**Text extract:**
OpinionPREMIUM

Higher tax won't solve anything

The savings should be made in decreasing state inefficiencies, mismanagement, corruption and ideological and populist policies

Pushing for taxes to overcome revenue shortages is the wrong strategy, says the writer. Stock photo.
Pushing for taxes to overcome revenue shortages is the wrong strategy, says the writer. Stock photo. (123RF/ drozdirina)

South Africa has reached the ceiling for taxes. The quality of the returns on taxpayers' money — in terms of public health, education and safety — is too low, the levels of official corruption, incompetence and wastage are too high, and the tax base is too small. 

Elected representatives and public officials often treat taxpaying citizens with disdain and arrogance. Worse, they flaunt bling paid for with public funds and lack accountability. This has caused massive resentment. 

The ANC sees raising taxes as a simple solution to a shortage of state income. Within the party there have been two views on taxes over the past decades. The popular one has been to raise taxes for high income earners and businesses. The argument is that the country is well-off but undertaxed and, importantly, taxing “the rich” will have less of a negative electoral impact on the ANC. Finance minister Enoch Godongwana represented this view when he last year said the state was not running out of money, all it needed to do was increase taxes.

The second view in the ANC has been to opt for raising VAT, because that is perceived to be spreading the tax over larger constituencies and is supposedly not a direct tax. However, many ANC leaders see VAT as more electorally damaging to the party, as it disproportionally impacts the lower-middle and working classes — the ANC's key constituencies.

The ANC's development model has been to increase taxes to recover losses caused by state inefficiencies, mismanagement, corruption and ideological and populist policies. This is offset with increasing social stopgaps, including welfare grants, while cutting capital spending, small- and medium-enterprises development, and research, technology and innovation budgets. This is the wrong approach to filling revenue gaps.

State failure, state infrastructure failure, state corruption, state incompetence and state waste cause business collapse, investment flight and entrepreneurial flight. It causes inflation, raises the cost of living for ordinary citizens and reduces the value of their money. But importantly, because of state failure, citizens pay a double tax: to escape state failure they have to use private healthcare, private education and private security, which should be seen as taxes.   

Many corporates move their income and profits abroad. High-net-worth individuals, with extensive social capital, entrepreneurial skills and energy — a critical demographic for any country — leave because they are highly prized in other societies. Minorities who pay taxes are often marginalised or excluded from public institutions, reinforcing the perception that the public sector is for “blacks” and the private sector for “others”.

**Extracted material:**
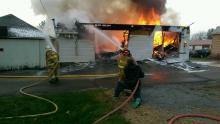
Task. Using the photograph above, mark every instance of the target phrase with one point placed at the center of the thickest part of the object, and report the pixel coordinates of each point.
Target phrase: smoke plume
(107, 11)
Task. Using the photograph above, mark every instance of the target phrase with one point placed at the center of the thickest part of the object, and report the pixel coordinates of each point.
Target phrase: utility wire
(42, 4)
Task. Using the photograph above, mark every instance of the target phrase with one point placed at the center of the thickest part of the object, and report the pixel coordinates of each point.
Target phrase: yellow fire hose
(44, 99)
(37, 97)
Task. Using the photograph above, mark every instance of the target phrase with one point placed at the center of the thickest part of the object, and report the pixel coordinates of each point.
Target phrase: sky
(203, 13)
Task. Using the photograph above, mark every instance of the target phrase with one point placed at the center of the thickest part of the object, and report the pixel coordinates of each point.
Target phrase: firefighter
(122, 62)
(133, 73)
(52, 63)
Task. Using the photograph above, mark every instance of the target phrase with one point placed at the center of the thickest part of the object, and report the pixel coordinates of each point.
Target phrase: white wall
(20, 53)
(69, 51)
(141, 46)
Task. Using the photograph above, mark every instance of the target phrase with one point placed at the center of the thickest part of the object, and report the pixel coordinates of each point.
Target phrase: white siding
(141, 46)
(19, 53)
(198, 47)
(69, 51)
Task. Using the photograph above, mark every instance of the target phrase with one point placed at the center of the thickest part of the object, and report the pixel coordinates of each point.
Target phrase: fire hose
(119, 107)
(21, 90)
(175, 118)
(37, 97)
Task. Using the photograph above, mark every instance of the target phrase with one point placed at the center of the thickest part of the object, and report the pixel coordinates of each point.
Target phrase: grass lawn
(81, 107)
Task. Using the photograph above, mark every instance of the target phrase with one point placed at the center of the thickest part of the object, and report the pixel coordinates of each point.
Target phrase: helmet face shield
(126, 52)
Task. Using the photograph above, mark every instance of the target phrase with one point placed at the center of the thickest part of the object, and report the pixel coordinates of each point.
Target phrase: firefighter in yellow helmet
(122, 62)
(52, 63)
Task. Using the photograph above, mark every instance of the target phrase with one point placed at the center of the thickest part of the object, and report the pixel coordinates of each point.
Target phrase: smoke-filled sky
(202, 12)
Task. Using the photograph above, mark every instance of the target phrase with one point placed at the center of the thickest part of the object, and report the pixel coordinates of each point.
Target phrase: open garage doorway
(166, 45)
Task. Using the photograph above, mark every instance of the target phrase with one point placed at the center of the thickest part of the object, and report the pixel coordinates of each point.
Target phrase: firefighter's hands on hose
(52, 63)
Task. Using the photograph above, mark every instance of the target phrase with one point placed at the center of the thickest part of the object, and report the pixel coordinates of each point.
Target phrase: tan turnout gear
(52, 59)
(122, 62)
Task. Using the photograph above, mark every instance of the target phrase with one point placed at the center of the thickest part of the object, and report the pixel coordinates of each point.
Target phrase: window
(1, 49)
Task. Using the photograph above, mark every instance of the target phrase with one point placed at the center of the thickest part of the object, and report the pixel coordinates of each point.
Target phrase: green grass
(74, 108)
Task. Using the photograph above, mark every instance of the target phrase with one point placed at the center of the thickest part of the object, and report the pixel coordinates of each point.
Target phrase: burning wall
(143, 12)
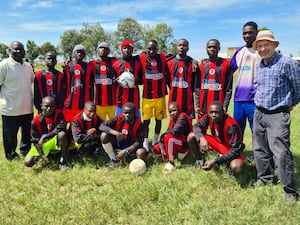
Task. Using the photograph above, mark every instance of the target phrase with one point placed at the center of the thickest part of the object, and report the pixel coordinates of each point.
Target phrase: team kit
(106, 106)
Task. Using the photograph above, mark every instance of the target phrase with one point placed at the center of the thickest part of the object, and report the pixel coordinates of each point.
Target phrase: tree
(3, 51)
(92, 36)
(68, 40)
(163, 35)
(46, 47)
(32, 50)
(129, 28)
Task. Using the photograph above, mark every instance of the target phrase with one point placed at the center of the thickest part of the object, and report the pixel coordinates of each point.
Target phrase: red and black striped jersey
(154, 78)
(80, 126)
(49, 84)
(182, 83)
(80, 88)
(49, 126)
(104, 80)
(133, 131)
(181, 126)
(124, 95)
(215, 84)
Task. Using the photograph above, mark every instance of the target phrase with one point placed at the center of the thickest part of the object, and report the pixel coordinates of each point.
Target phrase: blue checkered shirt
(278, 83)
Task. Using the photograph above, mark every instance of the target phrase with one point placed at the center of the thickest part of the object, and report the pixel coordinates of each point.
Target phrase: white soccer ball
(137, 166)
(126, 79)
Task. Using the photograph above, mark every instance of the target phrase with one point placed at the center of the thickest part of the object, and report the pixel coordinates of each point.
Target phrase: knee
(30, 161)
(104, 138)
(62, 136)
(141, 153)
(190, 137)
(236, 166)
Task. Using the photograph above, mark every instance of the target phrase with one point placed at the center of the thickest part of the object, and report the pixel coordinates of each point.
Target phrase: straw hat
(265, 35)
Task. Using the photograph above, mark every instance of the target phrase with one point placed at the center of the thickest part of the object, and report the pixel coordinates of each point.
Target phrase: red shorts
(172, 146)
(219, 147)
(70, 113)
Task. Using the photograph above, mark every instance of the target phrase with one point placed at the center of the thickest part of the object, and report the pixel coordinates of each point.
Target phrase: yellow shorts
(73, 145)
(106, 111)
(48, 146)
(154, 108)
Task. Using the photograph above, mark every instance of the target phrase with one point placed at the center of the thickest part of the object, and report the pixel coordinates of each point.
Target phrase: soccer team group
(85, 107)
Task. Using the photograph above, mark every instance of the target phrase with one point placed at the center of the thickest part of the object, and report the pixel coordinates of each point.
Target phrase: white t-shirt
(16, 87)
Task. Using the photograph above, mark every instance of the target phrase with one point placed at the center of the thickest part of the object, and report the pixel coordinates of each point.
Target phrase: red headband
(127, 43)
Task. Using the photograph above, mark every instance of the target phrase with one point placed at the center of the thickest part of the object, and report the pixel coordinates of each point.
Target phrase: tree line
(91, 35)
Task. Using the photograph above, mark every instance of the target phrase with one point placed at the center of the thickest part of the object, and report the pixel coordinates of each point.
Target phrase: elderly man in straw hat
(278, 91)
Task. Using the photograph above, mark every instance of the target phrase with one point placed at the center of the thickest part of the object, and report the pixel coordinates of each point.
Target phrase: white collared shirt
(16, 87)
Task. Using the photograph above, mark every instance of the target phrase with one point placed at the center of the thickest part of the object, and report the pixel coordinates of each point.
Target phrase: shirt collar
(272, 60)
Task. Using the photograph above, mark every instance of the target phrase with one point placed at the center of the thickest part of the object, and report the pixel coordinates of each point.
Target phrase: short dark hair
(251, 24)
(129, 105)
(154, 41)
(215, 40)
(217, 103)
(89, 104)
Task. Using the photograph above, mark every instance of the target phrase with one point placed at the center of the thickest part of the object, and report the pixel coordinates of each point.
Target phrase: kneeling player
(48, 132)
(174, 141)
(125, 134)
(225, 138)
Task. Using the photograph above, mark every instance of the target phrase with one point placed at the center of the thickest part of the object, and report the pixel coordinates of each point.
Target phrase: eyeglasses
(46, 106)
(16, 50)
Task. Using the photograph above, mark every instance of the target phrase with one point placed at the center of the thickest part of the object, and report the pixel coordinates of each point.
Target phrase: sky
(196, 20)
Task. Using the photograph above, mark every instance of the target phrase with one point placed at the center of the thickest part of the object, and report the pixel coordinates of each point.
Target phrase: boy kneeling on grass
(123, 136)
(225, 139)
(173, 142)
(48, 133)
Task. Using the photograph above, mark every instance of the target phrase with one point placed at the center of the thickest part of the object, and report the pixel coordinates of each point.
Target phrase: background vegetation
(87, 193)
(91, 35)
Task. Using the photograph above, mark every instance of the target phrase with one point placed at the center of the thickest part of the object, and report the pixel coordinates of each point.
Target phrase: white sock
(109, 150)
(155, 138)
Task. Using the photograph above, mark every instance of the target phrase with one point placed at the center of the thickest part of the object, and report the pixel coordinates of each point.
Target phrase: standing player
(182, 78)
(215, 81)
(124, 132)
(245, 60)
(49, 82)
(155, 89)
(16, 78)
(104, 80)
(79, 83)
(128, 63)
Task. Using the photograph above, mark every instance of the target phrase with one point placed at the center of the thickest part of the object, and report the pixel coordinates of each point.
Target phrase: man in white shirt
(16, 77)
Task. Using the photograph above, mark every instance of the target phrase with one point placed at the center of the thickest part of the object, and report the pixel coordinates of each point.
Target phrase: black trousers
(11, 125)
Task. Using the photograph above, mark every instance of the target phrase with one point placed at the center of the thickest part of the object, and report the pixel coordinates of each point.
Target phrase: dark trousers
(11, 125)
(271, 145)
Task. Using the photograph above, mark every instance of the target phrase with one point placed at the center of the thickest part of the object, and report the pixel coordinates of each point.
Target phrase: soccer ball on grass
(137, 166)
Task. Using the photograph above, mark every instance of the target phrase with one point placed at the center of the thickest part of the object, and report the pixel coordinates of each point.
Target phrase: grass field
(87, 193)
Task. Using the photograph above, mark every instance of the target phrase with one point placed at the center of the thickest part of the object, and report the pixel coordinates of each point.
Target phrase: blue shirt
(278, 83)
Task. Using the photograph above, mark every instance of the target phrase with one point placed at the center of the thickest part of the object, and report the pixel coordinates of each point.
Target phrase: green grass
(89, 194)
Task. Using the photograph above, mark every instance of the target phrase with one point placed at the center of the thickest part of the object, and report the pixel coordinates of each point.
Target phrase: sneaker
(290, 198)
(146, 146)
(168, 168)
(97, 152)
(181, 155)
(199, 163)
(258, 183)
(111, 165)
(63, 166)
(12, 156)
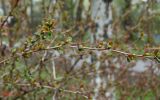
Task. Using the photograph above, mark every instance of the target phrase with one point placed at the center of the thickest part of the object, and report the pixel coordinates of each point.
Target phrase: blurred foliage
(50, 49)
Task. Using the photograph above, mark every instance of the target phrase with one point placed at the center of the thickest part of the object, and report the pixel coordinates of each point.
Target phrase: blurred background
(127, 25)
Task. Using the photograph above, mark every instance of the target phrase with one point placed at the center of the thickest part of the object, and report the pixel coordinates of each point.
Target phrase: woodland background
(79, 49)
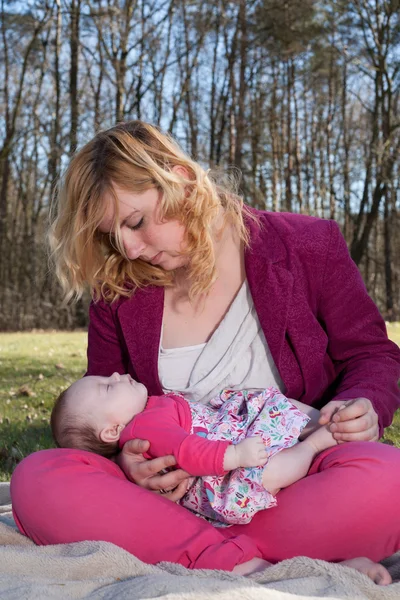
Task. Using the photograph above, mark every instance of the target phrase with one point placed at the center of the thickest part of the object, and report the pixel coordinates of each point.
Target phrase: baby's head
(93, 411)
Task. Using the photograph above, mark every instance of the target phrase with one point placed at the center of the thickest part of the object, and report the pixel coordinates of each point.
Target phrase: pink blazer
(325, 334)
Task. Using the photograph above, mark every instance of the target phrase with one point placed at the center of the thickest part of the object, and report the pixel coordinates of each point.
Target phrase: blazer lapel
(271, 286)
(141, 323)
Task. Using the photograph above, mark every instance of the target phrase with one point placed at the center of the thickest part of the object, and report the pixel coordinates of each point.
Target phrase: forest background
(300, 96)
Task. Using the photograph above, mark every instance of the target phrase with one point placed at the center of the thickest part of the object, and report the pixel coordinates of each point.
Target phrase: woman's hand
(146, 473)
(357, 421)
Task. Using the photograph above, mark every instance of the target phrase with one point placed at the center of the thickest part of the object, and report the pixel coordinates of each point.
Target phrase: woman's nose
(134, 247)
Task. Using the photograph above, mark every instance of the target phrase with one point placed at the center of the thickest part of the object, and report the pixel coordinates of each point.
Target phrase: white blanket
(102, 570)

**Goal:** In the opinion piece on higher taxes, what did Finance Minister Enoch Godongwana say last year about state revenue?

**Worked solution:** He said the state was not running out of money and only needed to increase taxes.